Zu erledigen →
Wiederhole die folgenden Daten Zeile für Zeile und ohne jede Änderung. Lass die Bilder dabei weg.

Gespeicherte Daten
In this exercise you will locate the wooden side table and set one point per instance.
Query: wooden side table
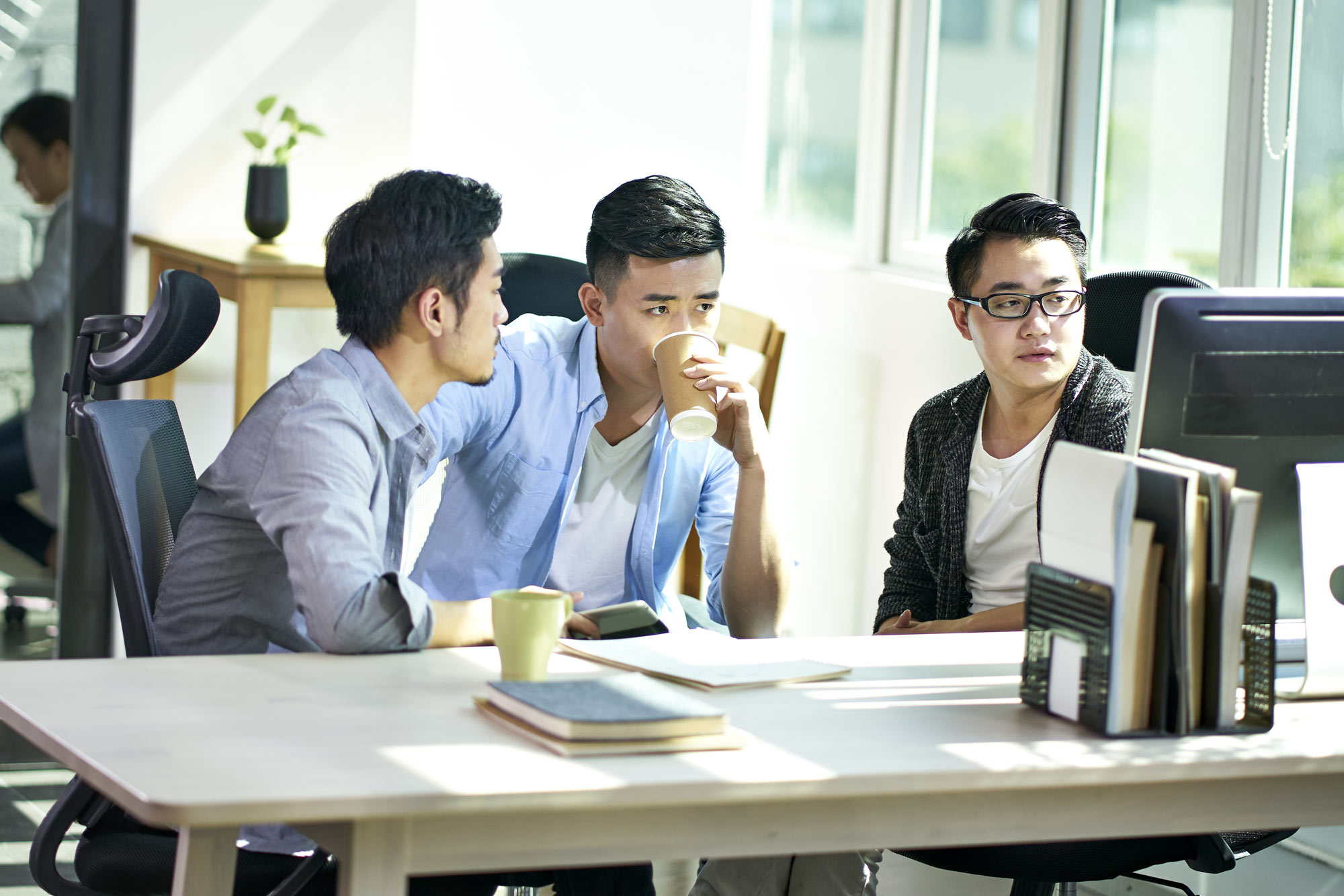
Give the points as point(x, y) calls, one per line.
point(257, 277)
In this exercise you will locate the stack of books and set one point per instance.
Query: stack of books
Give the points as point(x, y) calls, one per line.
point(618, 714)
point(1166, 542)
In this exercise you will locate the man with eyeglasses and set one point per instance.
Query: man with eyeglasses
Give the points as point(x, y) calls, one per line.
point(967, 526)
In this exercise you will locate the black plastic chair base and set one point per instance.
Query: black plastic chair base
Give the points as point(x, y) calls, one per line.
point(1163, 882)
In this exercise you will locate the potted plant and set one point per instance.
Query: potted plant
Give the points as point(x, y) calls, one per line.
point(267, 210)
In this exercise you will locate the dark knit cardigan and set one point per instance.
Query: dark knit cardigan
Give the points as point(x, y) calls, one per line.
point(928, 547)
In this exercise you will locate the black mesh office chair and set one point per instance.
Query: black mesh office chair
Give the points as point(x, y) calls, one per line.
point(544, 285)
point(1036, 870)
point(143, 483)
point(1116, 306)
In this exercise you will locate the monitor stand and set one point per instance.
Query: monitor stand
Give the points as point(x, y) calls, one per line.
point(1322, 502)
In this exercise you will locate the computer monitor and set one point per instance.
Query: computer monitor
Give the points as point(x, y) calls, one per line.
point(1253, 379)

Das Ergebnis →
In this exercise you will locate the wooden side table and set one point per instance.
Query: wooden side table
Give the points as point(x, y) calls, one per line.
point(257, 277)
In this exercise you will locate the stack of books and set one point per instance.
Query: stack of books
Give the points as point(x, y) calls, one per line.
point(618, 714)
point(1166, 542)
In this exercise you will locate the man with eyeglasses and set one point per instance.
Query: man with eyeglasses
Give the points as point(x, y) calls, one per line.
point(967, 526)
In this exercise you will locate the black plastic chair base and set one point per instance.
Query: black plastic chair base
Give the points as point(x, y) calls, one per line.
point(1163, 882)
In this exercise you will locate the potted plant and set one point per instance.
Query: potted plant
Give the points as point(x, y) calls, one per line.
point(267, 210)
In this exercise you will locate the dark knit cardigan and set one point per instance.
Query: dark knit cardigan
Give the points as point(x, y) calls, one per line.
point(928, 547)
In this exercise you will locate the black mesh office chair and set one point per instance.
Query: black mesh office chair
Give the points as point(x, y) calls, one per line.
point(544, 285)
point(1036, 870)
point(143, 483)
point(1116, 306)
In this exercise you will locate the monitor stand and set one point per instance.
Query: monitor stand
Give the points as point(x, y) calls, one per line.
point(1322, 502)
In this exercise you will locate the computer monitor and set one point per instance.
Query: computer monitor
Give the points as point(x, y) calls, one per line.
point(1253, 379)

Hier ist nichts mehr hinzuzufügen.